(Instructions to follow)
Repeat each record below exactly as given.

= = = =

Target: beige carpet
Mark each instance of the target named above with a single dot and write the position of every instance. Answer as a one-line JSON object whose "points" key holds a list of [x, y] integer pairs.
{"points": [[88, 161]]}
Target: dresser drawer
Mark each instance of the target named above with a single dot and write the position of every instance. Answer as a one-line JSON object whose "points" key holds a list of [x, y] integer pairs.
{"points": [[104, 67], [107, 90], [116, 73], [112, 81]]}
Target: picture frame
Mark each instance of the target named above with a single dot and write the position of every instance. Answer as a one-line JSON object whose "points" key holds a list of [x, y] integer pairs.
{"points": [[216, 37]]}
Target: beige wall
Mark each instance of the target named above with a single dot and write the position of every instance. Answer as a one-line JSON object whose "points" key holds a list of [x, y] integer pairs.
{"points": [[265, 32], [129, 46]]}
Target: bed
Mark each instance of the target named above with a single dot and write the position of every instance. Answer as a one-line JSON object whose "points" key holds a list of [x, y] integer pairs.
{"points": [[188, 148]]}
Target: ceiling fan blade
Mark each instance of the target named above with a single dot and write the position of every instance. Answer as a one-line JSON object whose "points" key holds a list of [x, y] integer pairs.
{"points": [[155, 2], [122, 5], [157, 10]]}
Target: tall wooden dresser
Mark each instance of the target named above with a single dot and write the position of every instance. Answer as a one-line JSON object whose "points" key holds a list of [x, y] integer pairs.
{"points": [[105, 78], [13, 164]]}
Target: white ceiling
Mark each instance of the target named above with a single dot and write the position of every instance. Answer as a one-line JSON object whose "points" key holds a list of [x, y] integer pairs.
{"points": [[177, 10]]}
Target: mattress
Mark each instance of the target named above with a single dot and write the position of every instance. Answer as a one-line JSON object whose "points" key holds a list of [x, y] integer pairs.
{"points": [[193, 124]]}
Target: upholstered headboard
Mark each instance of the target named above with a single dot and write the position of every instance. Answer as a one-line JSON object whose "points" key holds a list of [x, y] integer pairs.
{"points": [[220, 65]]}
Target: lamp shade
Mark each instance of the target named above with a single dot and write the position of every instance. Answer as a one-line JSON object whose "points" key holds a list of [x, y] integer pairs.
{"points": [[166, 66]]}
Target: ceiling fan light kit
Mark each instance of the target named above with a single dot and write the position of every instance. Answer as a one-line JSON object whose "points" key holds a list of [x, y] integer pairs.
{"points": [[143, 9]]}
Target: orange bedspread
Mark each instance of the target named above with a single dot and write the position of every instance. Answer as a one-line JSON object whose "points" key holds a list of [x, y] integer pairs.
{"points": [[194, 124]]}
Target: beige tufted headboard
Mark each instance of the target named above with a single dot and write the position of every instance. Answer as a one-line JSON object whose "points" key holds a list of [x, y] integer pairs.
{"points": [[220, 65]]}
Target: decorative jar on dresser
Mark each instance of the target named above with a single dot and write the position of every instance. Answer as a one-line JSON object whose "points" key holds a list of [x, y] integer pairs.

= = = =

(Answer to this exercise)
Target: beige carpet
Mark each instance of the target named above with a single dot and write the position of every instance. Answer as a one-line JSON object whose "points" key holds a list of [x, y] integer pairs.
{"points": [[88, 161]]}
Target: dresser drawer
Mark each instance of the target named above with a single dot and write the position of every instance. Answer as a one-line JSON object whose "points" key holds a list of [x, y] integer pairs.
{"points": [[104, 67], [107, 90], [116, 73], [112, 81]]}
Target: picture frame
Mark each instance of the target named above with a single dot and write the position of every instance. Answer as a one-line JSON object whose "points" key holds a list of [x, y] integer pairs.
{"points": [[216, 37]]}
Target: beige wall
Mark each instance of the target named above with a single dot and write the position of every instance. Answer as a one-line JSON object whose "points" key holds a list of [x, y] integer pairs.
{"points": [[265, 32], [129, 46]]}
Target: bed
Mark each instance of the target named above with a single dot and write the position of every instance. Answer as a one-line JSON object whose "points" key holds a list of [x, y] integer pairs.
{"points": [[188, 148]]}
Target: ceiling fan blade
Mark each instance of the target named above with a single dot and write the position of every instance. Answer as a one-line JSON object whose "points" key holds a list of [x, y] integer pairs.
{"points": [[155, 2], [122, 5], [157, 10]]}
Target: tall wooden dresser
Mark each instance of the target named above with a single dot and write the position of every instance. Answer as a one-line JSON object whose "points" key holds a list of [x, y] integer pairs.
{"points": [[105, 78], [13, 164]]}
Target: white ceiling
Mark each instance of the target named above with a single dot and write the position of every instance. Answer as a one-line JSON object whose "points" key holds a list of [x, y] integer pairs.
{"points": [[177, 10]]}
Target: mattress
Mark each instance of the target named above with a single dot and write the position of every instance. Answer as a one-line JSON object whose "points" key holds a list of [x, y] integer pairs.
{"points": [[193, 124]]}
Target: upholstered headboard
Mark each instance of the target named above with a single dot and write the position of every instance. Answer as a one-line JSON object whose "points" key holds a list of [x, y] integer pairs.
{"points": [[220, 65]]}
Target: lamp shade
Mark each instance of the target named above with a single dot and write the position of every instance. Answer as a one-line JSON object whose "points" key holds a list of [x, y] integer pairs.
{"points": [[166, 66]]}
Target: ceiling fan light kit
Mark each instance of the target named above with a single dot and write the position of every instance. Answer as a one-line JSON object whose "points" key holds a list of [x, y] integer pairs.
{"points": [[143, 9]]}
Target: orange bedspread
Mark each instance of the target named above with a single dot and write the position of every instance. Answer as a one-line JSON object whose "points" key holds a list of [x, y] integer pairs.
{"points": [[194, 124]]}
Target: beige tufted headboard
Mark each instance of the target named above with a single dot and write the position of every instance. Answer as a one-line JSON object whose "points" key holds a list of [x, y] integer pairs.
{"points": [[220, 65]]}
Target: decorative jar on dresser
Mark each instance of the target named above with a single dot and write the position of every instance. Answer as a one-line JSON object whose "points" key holds a list of [x, y] integer pairs.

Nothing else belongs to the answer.